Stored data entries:
== Segment start ==
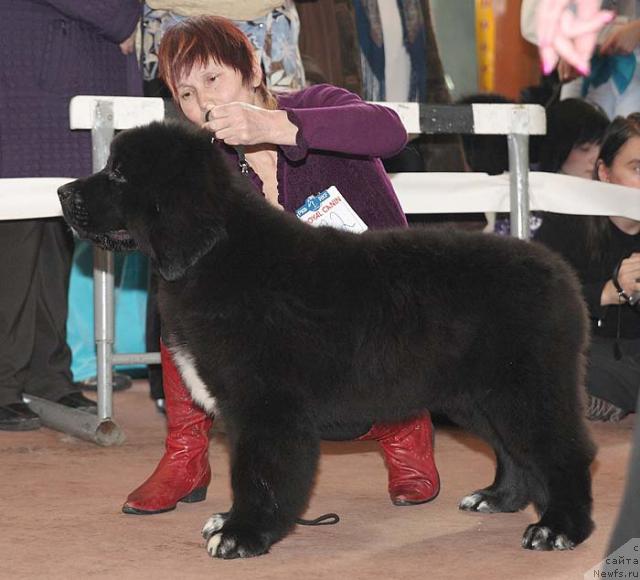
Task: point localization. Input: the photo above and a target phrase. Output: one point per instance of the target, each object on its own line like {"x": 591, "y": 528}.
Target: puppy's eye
{"x": 116, "y": 175}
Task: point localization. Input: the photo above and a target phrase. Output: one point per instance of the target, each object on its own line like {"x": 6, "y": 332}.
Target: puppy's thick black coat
{"x": 295, "y": 334}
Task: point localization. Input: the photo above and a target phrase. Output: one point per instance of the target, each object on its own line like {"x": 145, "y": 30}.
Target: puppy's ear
{"x": 178, "y": 243}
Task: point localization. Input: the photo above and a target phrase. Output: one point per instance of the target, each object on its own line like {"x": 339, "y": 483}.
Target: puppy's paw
{"x": 478, "y": 502}
{"x": 543, "y": 538}
{"x": 214, "y": 524}
{"x": 491, "y": 502}
{"x": 237, "y": 543}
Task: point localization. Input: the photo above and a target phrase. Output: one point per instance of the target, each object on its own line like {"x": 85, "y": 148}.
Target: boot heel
{"x": 198, "y": 494}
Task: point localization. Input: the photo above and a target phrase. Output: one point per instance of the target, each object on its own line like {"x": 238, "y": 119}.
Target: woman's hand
{"x": 566, "y": 72}
{"x": 628, "y": 278}
{"x": 243, "y": 124}
{"x": 623, "y": 40}
{"x": 564, "y": 34}
{"x": 128, "y": 45}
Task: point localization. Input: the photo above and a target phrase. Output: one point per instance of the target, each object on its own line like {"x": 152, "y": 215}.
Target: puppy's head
{"x": 162, "y": 191}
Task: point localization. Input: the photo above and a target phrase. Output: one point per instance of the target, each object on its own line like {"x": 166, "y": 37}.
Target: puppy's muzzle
{"x": 72, "y": 206}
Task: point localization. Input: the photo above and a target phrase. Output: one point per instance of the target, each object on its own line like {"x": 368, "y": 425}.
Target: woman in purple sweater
{"x": 290, "y": 146}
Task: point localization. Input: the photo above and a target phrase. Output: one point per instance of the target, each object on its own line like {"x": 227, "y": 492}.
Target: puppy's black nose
{"x": 66, "y": 191}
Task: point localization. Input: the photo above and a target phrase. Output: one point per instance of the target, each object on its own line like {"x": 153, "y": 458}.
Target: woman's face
{"x": 206, "y": 86}
{"x": 581, "y": 160}
{"x": 625, "y": 169}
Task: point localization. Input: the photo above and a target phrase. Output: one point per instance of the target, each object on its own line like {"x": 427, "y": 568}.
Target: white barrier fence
{"x": 419, "y": 193}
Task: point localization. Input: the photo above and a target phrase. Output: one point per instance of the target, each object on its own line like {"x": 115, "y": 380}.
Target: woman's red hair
{"x": 196, "y": 41}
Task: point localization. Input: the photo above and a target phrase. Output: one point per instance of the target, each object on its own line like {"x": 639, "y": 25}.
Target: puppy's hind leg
{"x": 566, "y": 514}
{"x": 274, "y": 456}
{"x": 511, "y": 490}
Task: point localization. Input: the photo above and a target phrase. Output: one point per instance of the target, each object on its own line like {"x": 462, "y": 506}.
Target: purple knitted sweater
{"x": 52, "y": 50}
{"x": 340, "y": 142}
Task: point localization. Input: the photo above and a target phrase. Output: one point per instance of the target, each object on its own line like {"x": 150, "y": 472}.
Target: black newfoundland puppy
{"x": 296, "y": 334}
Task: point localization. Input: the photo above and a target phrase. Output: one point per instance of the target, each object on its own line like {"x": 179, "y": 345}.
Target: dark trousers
{"x": 152, "y": 336}
{"x": 617, "y": 381}
{"x": 628, "y": 524}
{"x": 35, "y": 263}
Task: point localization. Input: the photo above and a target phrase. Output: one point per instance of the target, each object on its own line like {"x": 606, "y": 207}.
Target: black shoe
{"x": 77, "y": 400}
{"x": 160, "y": 406}
{"x": 18, "y": 417}
{"x": 119, "y": 383}
{"x": 602, "y": 410}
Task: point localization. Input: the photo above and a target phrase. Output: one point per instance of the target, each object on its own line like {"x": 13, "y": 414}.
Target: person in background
{"x": 52, "y": 50}
{"x": 611, "y": 79}
{"x": 605, "y": 252}
{"x": 288, "y": 146}
{"x": 273, "y": 27}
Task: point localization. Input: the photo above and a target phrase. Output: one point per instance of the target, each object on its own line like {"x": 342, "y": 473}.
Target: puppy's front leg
{"x": 273, "y": 463}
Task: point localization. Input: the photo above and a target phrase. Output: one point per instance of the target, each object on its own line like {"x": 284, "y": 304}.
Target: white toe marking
{"x": 213, "y": 524}
{"x": 541, "y": 536}
{"x": 213, "y": 543}
{"x": 470, "y": 501}
{"x": 483, "y": 506}
{"x": 563, "y": 543}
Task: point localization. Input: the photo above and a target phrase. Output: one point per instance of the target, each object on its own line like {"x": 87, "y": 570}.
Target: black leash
{"x": 623, "y": 297}
{"x": 324, "y": 520}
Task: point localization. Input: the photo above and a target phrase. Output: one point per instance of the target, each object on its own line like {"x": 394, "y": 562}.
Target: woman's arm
{"x": 329, "y": 118}
{"x": 322, "y": 117}
{"x": 116, "y": 19}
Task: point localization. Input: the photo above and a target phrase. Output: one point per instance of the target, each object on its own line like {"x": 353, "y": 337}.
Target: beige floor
{"x": 61, "y": 502}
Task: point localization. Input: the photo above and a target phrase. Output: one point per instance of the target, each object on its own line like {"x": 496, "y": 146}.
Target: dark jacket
{"x": 567, "y": 235}
{"x": 50, "y": 51}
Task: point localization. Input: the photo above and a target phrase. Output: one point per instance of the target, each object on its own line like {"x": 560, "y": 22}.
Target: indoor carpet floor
{"x": 61, "y": 518}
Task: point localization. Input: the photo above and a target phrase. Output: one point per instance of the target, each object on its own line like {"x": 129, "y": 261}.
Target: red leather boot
{"x": 183, "y": 473}
{"x": 408, "y": 454}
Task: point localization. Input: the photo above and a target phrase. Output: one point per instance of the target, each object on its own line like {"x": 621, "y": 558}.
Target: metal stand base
{"x": 78, "y": 423}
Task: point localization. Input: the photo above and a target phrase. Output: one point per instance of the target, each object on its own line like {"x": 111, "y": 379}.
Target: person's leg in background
{"x": 152, "y": 342}
{"x": 628, "y": 523}
{"x": 612, "y": 383}
{"x": 49, "y": 375}
{"x": 20, "y": 241}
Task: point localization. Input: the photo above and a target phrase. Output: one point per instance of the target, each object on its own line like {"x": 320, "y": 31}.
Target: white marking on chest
{"x": 199, "y": 392}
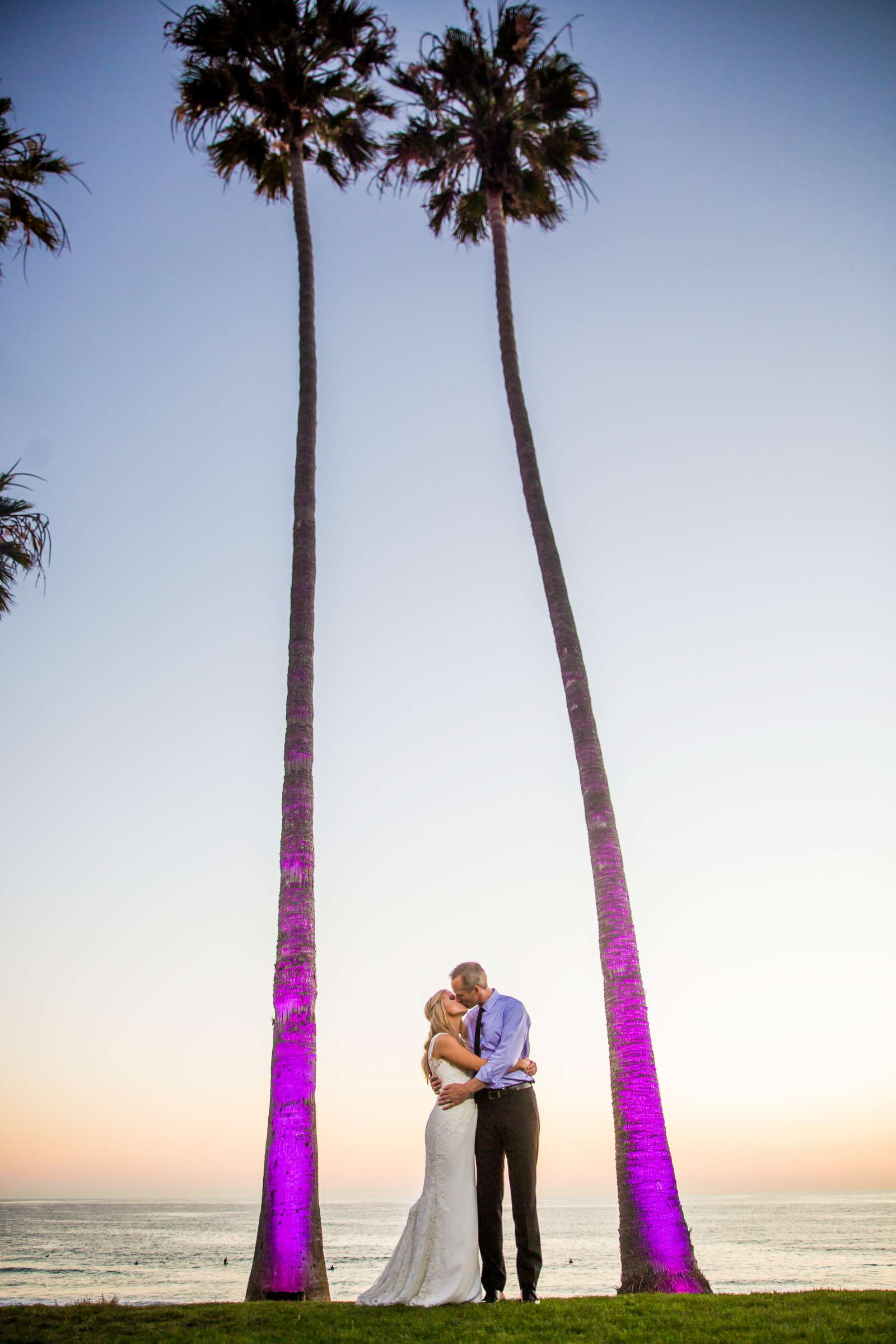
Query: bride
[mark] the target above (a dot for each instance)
(437, 1257)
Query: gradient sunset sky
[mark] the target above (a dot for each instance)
(707, 354)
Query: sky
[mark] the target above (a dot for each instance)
(704, 353)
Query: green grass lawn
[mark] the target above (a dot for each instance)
(821, 1318)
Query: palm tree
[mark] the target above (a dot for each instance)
(272, 85)
(23, 536)
(497, 128)
(25, 165)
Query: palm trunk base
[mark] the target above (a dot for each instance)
(662, 1281)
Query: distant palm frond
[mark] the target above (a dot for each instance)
(501, 113)
(267, 78)
(25, 165)
(25, 534)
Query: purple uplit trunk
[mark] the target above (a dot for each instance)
(655, 1241)
(289, 1249)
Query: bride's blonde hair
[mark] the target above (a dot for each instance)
(438, 1020)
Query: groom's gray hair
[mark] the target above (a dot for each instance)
(470, 975)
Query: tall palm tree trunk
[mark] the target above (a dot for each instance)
(655, 1241)
(289, 1249)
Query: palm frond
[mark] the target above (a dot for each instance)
(25, 166)
(25, 535)
(261, 78)
(504, 112)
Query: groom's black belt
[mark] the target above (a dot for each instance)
(497, 1093)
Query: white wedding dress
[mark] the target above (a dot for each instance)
(437, 1258)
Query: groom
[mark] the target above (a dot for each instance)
(507, 1126)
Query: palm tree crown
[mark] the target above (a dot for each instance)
(504, 113)
(262, 76)
(25, 165)
(23, 536)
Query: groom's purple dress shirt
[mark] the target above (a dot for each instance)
(506, 1038)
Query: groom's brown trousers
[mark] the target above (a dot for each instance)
(508, 1126)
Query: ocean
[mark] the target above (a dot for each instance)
(175, 1253)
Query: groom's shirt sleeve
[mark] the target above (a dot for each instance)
(515, 1030)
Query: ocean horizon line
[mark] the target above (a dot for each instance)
(866, 1193)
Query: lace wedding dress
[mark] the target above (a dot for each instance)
(437, 1258)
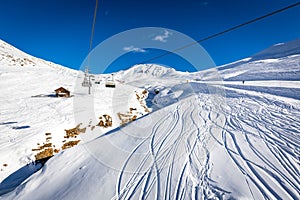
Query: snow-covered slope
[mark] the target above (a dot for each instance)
(204, 139)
== Segment end ==
Task to carry out: In the data, the line that contains "Query: ocean horizon line" begins the part to write out; restate it and each line after it word for word through the end, with no pictures.

Answer below:
Query: ocean horizon line
[mark] the target above (a dot for each instance)
(866, 1193)
Query: lace wedding dress
[mark] the target above (a dot for each instance)
(437, 1258)
Query: snow-covered slope
[mark] the target above (a dot for each instance)
(204, 139)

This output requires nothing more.